[Data pulled from a collection]
————

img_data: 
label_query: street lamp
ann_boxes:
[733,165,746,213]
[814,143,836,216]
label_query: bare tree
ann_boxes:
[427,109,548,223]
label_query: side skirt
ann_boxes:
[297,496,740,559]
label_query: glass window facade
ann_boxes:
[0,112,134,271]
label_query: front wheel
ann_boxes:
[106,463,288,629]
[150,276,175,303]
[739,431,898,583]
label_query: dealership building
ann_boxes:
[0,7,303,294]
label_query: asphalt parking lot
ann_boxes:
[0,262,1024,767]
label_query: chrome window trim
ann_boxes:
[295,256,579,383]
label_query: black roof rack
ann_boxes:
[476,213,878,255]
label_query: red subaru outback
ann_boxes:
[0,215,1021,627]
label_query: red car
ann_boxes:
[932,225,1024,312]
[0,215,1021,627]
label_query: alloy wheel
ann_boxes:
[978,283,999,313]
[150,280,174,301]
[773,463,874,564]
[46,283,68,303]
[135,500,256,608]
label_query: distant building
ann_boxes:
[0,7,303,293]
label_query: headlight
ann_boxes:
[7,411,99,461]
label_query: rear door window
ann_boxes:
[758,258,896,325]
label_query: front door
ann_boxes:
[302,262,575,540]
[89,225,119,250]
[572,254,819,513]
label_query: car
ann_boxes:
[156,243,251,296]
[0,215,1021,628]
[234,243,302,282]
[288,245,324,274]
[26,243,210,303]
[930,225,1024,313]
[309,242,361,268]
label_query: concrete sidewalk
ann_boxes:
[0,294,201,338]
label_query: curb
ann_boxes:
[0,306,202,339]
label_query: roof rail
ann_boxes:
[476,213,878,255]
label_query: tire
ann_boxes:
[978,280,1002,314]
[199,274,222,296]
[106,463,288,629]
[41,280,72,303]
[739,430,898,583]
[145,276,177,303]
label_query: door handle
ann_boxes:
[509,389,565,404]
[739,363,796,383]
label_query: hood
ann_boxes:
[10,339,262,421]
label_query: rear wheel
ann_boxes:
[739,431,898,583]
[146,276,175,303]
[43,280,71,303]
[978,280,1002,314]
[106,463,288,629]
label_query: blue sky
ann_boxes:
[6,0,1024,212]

————

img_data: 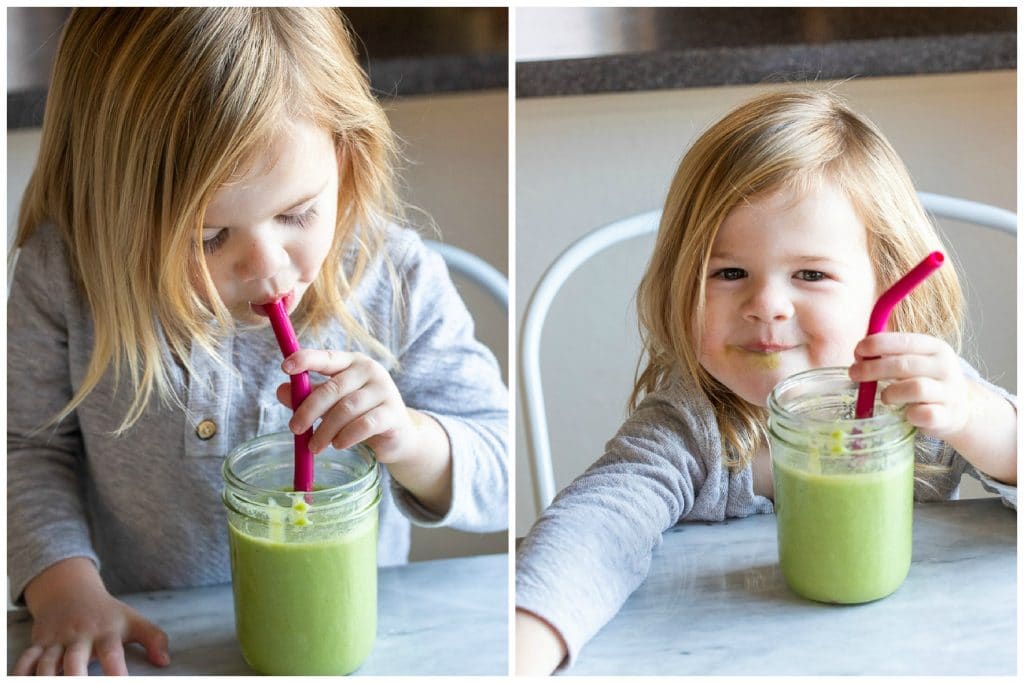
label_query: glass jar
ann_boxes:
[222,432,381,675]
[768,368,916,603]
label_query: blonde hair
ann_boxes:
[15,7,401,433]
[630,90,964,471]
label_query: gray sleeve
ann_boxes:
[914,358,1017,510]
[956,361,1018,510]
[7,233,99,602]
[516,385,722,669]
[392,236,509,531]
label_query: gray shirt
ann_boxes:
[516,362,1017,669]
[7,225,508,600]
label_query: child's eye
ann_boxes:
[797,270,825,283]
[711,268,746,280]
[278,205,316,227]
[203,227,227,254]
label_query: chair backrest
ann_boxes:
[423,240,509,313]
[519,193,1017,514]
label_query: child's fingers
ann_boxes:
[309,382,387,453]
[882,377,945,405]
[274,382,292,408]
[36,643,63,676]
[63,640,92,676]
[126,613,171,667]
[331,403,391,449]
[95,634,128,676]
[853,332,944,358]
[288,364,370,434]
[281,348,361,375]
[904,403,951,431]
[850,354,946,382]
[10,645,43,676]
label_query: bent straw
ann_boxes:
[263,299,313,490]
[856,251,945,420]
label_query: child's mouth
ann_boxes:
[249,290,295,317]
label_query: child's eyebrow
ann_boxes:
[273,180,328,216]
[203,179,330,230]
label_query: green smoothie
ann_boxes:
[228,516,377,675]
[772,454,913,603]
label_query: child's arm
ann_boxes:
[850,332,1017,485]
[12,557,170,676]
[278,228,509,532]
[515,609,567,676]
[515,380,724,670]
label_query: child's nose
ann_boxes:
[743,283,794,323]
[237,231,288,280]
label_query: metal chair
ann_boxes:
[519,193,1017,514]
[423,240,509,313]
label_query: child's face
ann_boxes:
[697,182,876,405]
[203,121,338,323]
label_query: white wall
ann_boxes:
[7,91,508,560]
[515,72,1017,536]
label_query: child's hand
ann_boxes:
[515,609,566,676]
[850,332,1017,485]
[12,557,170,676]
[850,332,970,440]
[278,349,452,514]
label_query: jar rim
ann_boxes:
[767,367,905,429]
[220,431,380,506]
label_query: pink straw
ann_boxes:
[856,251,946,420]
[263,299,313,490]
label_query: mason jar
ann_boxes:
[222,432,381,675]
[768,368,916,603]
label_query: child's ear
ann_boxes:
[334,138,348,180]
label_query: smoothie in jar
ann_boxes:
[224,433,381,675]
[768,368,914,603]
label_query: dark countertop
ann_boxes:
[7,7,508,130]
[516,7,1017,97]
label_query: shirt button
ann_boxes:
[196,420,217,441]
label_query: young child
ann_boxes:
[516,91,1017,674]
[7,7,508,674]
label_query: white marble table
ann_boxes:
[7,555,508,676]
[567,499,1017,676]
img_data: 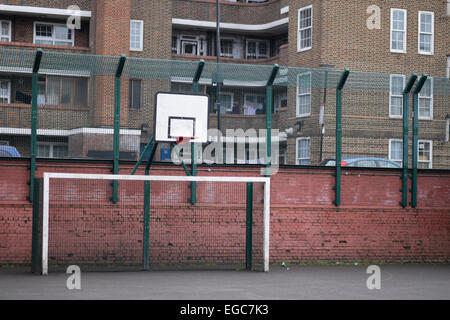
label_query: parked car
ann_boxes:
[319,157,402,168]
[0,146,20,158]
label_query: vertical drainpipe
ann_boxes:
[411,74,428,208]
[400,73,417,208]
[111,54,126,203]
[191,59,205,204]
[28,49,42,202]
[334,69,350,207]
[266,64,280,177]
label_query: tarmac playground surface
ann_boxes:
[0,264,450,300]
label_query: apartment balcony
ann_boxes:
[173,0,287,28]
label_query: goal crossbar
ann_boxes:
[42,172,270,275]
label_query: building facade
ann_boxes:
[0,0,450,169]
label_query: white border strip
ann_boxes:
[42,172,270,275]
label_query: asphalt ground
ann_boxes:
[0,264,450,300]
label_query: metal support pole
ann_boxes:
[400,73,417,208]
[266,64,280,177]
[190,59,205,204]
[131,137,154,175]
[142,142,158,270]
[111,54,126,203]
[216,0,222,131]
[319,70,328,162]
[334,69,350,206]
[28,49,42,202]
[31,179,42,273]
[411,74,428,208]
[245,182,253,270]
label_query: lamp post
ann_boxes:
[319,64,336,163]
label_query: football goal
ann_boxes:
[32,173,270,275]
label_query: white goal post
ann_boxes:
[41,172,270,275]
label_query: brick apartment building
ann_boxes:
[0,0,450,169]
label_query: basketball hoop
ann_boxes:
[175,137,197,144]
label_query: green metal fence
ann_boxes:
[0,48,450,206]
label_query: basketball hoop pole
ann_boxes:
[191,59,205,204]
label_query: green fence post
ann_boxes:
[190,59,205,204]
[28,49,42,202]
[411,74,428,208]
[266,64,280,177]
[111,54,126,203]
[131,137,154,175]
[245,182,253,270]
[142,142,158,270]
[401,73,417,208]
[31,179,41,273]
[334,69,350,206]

————

Return every line of the data above that contains the string "metal". Matching is case-sensitive.

* RESPONSE TO THIS EXERCISE
label_query: metal chair
label_query: metal support pole
label_query: green metal fence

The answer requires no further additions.